**Task instructions:** Where in the data below does the word "track" appear? Copy every line that has it.

::::::::

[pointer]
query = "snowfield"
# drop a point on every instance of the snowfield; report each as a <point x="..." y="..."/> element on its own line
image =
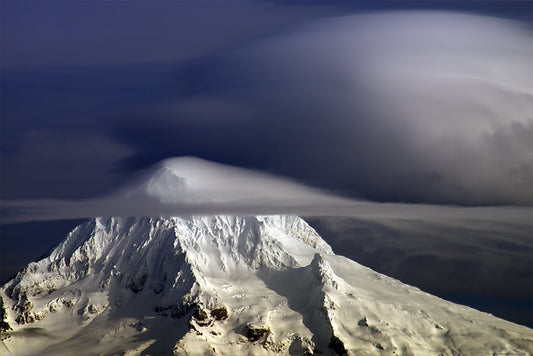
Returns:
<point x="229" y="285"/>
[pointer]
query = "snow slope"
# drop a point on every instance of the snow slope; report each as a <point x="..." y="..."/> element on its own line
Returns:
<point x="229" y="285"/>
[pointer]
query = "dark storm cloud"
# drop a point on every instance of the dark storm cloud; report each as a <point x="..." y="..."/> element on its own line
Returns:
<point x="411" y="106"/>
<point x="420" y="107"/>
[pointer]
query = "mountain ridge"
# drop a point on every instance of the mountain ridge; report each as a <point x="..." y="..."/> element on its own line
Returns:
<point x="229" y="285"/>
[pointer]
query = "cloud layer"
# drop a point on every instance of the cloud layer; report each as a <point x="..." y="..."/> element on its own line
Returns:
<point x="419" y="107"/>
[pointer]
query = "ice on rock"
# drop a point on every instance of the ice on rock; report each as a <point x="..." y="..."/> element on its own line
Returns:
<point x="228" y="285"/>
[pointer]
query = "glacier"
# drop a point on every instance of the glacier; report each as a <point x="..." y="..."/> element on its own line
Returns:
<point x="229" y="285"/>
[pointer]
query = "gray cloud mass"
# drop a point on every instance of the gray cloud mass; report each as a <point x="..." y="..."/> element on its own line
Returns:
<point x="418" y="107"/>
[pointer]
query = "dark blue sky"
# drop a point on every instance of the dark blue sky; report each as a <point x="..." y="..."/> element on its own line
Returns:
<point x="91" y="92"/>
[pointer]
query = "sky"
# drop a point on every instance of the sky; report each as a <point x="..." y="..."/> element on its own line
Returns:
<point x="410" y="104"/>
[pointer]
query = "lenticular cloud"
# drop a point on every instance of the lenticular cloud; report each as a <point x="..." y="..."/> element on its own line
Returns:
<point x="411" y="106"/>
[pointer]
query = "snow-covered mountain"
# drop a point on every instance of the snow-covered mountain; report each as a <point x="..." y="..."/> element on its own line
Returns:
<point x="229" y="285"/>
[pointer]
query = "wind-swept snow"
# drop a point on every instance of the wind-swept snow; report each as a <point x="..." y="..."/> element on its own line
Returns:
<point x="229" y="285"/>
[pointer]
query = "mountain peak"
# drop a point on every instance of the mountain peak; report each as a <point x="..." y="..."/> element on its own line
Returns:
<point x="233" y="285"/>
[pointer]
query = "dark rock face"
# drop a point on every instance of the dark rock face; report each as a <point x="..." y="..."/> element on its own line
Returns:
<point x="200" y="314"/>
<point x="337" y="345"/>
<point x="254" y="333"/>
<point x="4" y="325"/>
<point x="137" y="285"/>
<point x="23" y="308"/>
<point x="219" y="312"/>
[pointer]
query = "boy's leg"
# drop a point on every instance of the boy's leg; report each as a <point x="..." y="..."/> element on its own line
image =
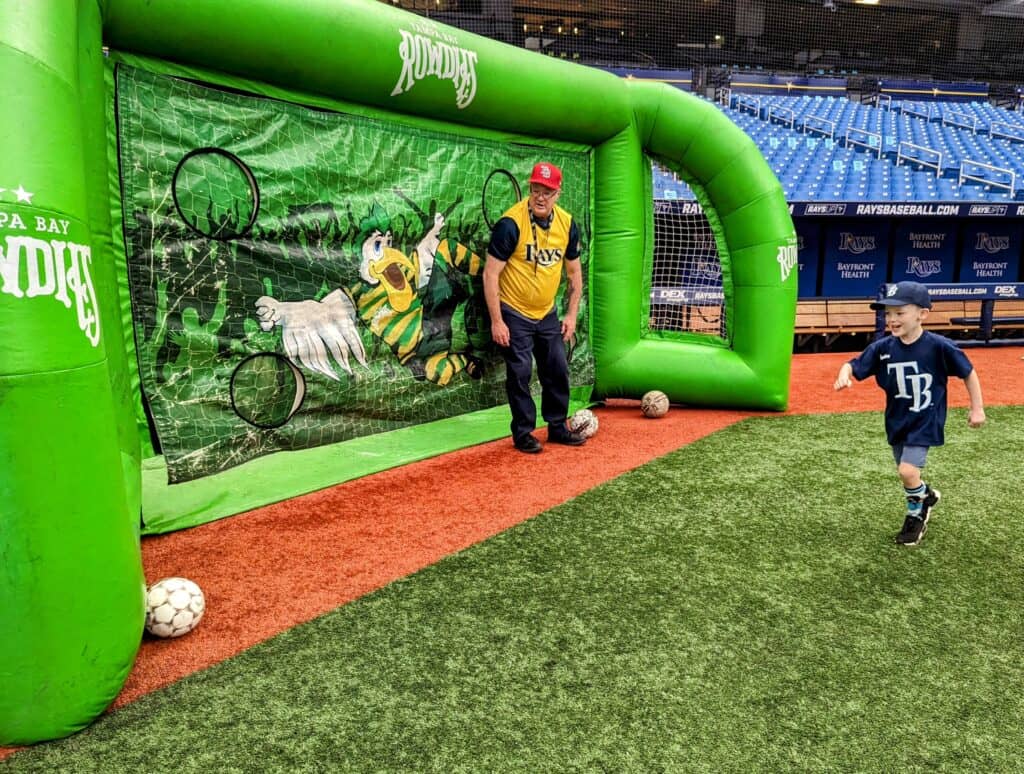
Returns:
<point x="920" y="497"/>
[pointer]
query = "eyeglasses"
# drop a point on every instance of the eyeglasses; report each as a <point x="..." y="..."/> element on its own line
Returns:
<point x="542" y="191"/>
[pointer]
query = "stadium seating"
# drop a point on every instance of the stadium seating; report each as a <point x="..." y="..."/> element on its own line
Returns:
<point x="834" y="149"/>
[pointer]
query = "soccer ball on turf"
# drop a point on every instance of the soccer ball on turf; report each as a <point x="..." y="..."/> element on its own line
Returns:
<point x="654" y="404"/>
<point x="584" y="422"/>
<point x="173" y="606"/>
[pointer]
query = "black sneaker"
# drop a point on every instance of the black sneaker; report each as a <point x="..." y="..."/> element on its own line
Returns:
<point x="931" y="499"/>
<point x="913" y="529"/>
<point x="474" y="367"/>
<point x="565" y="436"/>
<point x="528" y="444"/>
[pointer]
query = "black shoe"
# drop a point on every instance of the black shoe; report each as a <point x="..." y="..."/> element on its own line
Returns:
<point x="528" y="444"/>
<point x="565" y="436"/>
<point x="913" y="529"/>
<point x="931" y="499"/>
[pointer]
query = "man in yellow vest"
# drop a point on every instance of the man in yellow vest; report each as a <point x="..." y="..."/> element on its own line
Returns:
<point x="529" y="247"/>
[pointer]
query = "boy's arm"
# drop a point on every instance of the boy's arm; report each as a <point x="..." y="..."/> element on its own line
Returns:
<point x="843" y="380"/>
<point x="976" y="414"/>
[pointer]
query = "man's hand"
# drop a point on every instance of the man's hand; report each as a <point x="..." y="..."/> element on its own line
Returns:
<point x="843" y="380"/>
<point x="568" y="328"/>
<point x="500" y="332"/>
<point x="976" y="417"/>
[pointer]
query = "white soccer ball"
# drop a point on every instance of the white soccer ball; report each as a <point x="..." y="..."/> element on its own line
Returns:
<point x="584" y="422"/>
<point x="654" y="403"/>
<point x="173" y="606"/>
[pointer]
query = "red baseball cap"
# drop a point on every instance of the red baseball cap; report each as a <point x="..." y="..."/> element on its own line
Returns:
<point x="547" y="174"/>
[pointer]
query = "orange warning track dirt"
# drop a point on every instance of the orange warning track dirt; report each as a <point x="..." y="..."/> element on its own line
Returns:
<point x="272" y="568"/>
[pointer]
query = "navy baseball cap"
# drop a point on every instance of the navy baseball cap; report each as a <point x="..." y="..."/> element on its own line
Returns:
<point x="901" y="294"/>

::::::::

**Answer section:**
query = "orange warning track dirt"
# drop a point on every instance of the orange warning track dirt; report each as a <point x="..." y="..."/> element on its own line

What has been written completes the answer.